**EXERCISE AIM**
All of the entries are to be restated word for word.

Dataset entries
==*==
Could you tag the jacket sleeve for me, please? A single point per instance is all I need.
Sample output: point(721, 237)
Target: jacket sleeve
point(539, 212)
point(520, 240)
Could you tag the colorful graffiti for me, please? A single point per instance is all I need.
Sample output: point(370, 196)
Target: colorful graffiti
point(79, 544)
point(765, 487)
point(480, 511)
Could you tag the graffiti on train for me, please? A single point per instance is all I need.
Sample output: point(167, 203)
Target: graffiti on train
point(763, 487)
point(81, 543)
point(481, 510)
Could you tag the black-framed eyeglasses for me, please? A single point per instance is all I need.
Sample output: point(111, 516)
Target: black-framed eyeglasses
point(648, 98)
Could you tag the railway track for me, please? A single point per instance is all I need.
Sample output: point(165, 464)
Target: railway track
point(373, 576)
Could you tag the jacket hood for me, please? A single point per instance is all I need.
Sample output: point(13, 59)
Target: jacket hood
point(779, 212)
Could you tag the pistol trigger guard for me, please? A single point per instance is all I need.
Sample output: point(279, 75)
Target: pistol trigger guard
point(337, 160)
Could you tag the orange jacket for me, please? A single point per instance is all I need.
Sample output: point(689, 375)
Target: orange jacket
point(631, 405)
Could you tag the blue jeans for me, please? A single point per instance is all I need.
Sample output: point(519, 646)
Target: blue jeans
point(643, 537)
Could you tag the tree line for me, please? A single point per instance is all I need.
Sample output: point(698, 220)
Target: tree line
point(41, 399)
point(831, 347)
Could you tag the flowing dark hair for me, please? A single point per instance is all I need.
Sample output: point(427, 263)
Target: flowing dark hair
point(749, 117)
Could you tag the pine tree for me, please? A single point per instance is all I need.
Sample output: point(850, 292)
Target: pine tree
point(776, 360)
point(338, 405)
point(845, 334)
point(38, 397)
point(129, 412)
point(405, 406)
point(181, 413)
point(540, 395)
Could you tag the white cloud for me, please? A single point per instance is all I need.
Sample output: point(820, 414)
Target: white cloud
==*==
**ANSWER TO THIS EXERCISE**
Could you tag the jacket sleeve for me, please? A single point per instance is all I need.
Sample output: point(721, 237)
Target: jacket sleeve
point(539, 212)
point(520, 240)
Could you tag the colorful graffiti for me, please? A single point per instance is all I need.
Sample output: point(370, 196)
Target: colorful graffiti
point(79, 544)
point(765, 487)
point(480, 511)
Could you tag the graffiti on train for me, please? A single point per instance is all I need.
Sample output: point(167, 203)
Target: graffiti on train
point(763, 487)
point(81, 543)
point(481, 510)
Could you tag the black-framed eyeglasses for me, please? A single point per instance is all I need.
Sample output: point(111, 516)
Target: black-framed eyeglasses
point(648, 98)
Could you tag the railway track for me, please? A single point per instance is all I need.
Sample output: point(165, 464)
Target: railway track
point(373, 576)
Could you tag the jacket hood for me, please? A single point per instance is all I need.
Sample output: point(13, 59)
Target: jacket hood
point(779, 212)
Could you tag the pistol trigger guard for me, please? A single point per instance is all I need.
Sample output: point(279, 75)
Target: pistol trigger guard
point(337, 160)
Could you tag the orange jacket for me, please? A single point per instance is all I need.
Sample output: point(689, 375)
Target: orange jacket
point(631, 405)
Could you tag the blue jeans for me, please? A single point per instance is all I need.
Sample output: point(519, 646)
Target: blue jeans
point(643, 537)
Could you tag the tree line for me, please? A single point per instance is all I need.
Sample output: point(698, 220)
Target: tree line
point(41, 399)
point(831, 347)
Could you tag the flowing dark hair for me, please? A single point per instance is all I need.
Sample output: point(427, 263)
Target: flowing dark hair
point(749, 117)
Could you tag the pine tree for me, please? A single point per instance is all I need.
Sample output: point(850, 292)
Target: pine tree
point(776, 360)
point(338, 405)
point(845, 334)
point(38, 397)
point(129, 412)
point(405, 406)
point(181, 413)
point(540, 395)
Could you tag the white cloud for me, please? A single point per instance is all I need.
Sample output: point(820, 414)
Target: white cloud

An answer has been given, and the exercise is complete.